What you should do -
Images should be left out, and everything else in the listing reproduced exactly.

[Location labeling records]
╔══
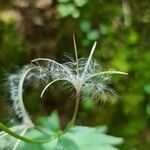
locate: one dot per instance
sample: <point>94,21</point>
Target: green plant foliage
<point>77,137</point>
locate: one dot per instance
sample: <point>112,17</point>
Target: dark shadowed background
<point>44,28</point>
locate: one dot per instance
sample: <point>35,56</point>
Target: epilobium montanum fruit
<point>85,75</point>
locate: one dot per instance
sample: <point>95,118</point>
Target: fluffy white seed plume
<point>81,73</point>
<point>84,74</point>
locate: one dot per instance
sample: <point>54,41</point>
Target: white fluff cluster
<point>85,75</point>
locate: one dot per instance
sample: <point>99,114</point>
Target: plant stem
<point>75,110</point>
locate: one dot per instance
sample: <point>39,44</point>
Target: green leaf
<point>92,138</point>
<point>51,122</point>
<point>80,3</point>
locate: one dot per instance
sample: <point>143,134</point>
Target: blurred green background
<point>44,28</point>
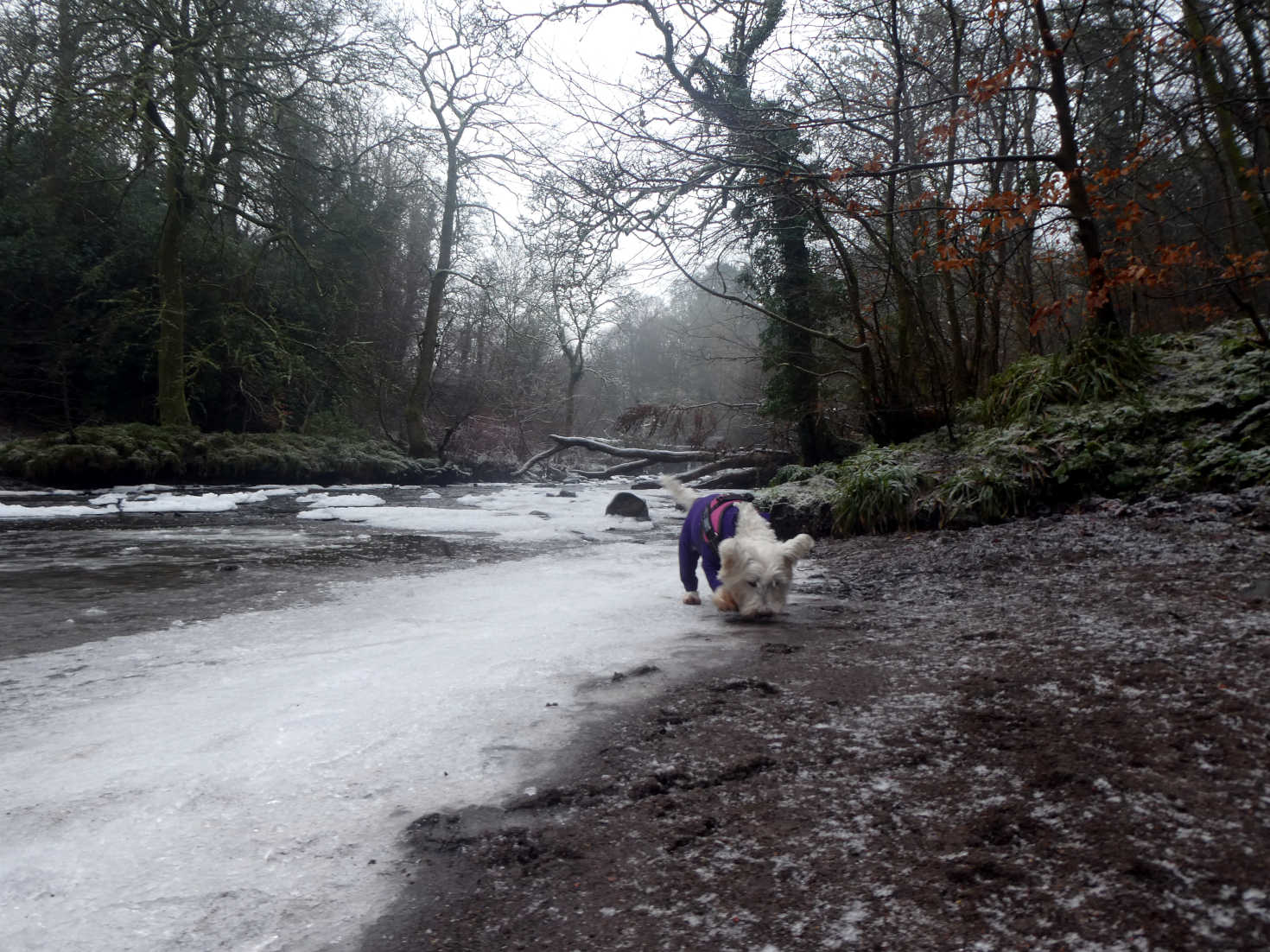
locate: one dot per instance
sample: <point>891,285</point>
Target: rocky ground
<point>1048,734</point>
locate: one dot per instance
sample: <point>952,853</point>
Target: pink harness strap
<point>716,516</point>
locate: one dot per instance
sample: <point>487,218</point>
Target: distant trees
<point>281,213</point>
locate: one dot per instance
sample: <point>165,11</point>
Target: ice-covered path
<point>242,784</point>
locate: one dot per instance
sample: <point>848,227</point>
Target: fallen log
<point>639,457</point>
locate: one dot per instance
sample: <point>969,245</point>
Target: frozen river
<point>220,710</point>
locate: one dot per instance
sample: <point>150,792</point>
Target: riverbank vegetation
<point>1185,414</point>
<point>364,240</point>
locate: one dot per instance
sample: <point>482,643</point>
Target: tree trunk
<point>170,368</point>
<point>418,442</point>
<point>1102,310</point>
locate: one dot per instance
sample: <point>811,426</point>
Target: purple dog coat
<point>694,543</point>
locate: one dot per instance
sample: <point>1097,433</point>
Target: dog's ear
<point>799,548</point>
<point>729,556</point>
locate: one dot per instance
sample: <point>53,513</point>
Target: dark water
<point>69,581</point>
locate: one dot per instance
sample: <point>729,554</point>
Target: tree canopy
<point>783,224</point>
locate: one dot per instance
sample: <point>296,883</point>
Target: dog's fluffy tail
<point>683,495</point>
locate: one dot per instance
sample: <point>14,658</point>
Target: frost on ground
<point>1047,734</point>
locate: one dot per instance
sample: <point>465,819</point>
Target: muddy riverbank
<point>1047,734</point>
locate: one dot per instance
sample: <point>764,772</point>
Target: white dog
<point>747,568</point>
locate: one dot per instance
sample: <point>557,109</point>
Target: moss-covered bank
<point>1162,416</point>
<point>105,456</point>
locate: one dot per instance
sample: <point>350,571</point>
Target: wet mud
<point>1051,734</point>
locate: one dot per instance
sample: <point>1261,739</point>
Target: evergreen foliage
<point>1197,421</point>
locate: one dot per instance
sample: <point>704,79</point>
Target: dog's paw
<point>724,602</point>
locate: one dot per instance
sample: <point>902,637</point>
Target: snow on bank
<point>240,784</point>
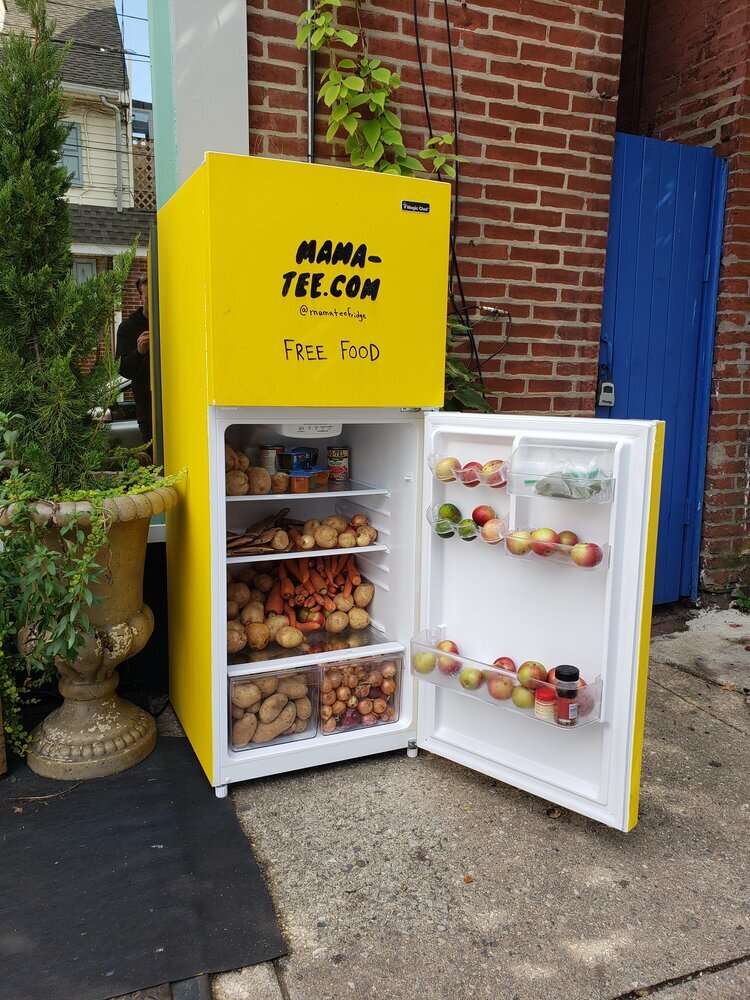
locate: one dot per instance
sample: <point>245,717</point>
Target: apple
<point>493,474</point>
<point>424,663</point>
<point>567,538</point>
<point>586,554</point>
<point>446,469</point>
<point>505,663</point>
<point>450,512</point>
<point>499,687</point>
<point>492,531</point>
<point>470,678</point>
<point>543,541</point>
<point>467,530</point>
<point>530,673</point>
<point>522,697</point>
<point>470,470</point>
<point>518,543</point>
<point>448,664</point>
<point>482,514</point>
╚══
Result -
locate: one dot per instance
sample: <point>94,21</point>
Target: green plant foliage
<point>77,137</point>
locate: one dot per instance
sample: <point>112,17</point>
Target: dark shadowed background
<point>44,28</point>
locate: one dot per instance
sample: <point>35,56</point>
Target: epilobium montanum fruit
<point>85,75</point>
locate: one dot per instance
sample: <point>95,118</point>
Target: fluffy white seed plume
<point>81,73</point>
<point>84,74</point>
locate: one dot per instance
sample: <point>54,41</point>
Target: white fluff cluster
<point>85,75</point>
locate: one dot per instance
sample: <point>99,114</point>
Target: plant stem
<point>75,110</point>
locate: one dot per instance
sample: <point>39,44</point>
Target: green leaf
<point>92,138</point>
<point>51,122</point>
<point>80,3</point>
locate: one dot per instance
sample: <point>143,134</point>
Target: blurred green background
<point>44,28</point>
locate: one dot per instance
sample: <point>891,285</point>
Target: rocky ground
<point>1048,734</point>
locate: one dot per instance
sample: <point>952,853</point>
Target: pink harness strap
<point>716,516</point>
locate: one dot per instance
sample: <point>487,218</point>
Target: distant trees
<point>281,213</point>
locate: one dot per instance
sample: <point>165,11</point>
Target: ice-covered path
<point>242,784</point>
locate: one dot per instance
sample: <point>848,227</point>
Target: fallen log
<point>639,457</point>
locate: one dot per instance
sample: <point>969,245</point>
Target: frozen river
<point>220,710</point>
locate: one dot per instance
sample: <point>150,792</point>
Target: riverbank vegetation
<point>1185,414</point>
<point>364,240</point>
locate: one dot per instance
sample: <point>482,643</point>
Target: tree trunk
<point>170,368</point>
<point>418,442</point>
<point>1102,310</point>
locate: one dot per instance
sample: <point>811,426</point>
Target: purple dog coat
<point>694,543</point>
locate: one dot per instance
sample: <point>1097,433</point>
Target: dog's ear
<point>799,548</point>
<point>729,556</point>
locate: one dot per instance
sample: <point>53,513</point>
Target: dark water
<point>69,581</point>
locate: one dot per instance
sample: <point>729,554</point>
Target: tree canopy
<point>783,224</point>
locate: one dot per instance
sample: <point>296,883</point>
Target: dog's fluffy tail
<point>683,495</point>
locate: one dot per instance
sample: <point>14,658</point>
Target: frost on ground
<point>1047,734</point>
locate: one dot per instance
sample: <point>465,819</point>
Target: muddy riverbank
<point>1047,734</point>
locate: one dot per instance
sample: <point>764,772</point>
Target: white dog
<point>747,568</point>
locate: one dot per instance
sample: <point>557,109</point>
Target: moss-covered bank
<point>1162,416</point>
<point>105,456</point>
locate: one dot per instance
sample: <point>350,571</point>
Target: wet mud
<point>1051,734</point>
locate: one dot per instance
sample: <point>1261,739</point>
Target: evergreen foliage
<point>1197,421</point>
locate: one dot per instance
sample: <point>704,79</point>
Target: dog's paw
<point>724,602</point>
locate: one dot per instance
sample: <point>902,637</point>
Target: snow on bank
<point>240,784</point>
locate: one dot per instance
sample: <point>245,717</point>
Target: apple
<point>493,474</point>
<point>424,663</point>
<point>567,538</point>
<point>586,554</point>
<point>446,469</point>
<point>505,663</point>
<point>450,512</point>
<point>499,687</point>
<point>492,531</point>
<point>470,678</point>
<point>543,541</point>
<point>467,530</point>
<point>530,673</point>
<point>522,697</point>
<point>470,470</point>
<point>518,543</point>
<point>448,664</point>
<point>482,514</point>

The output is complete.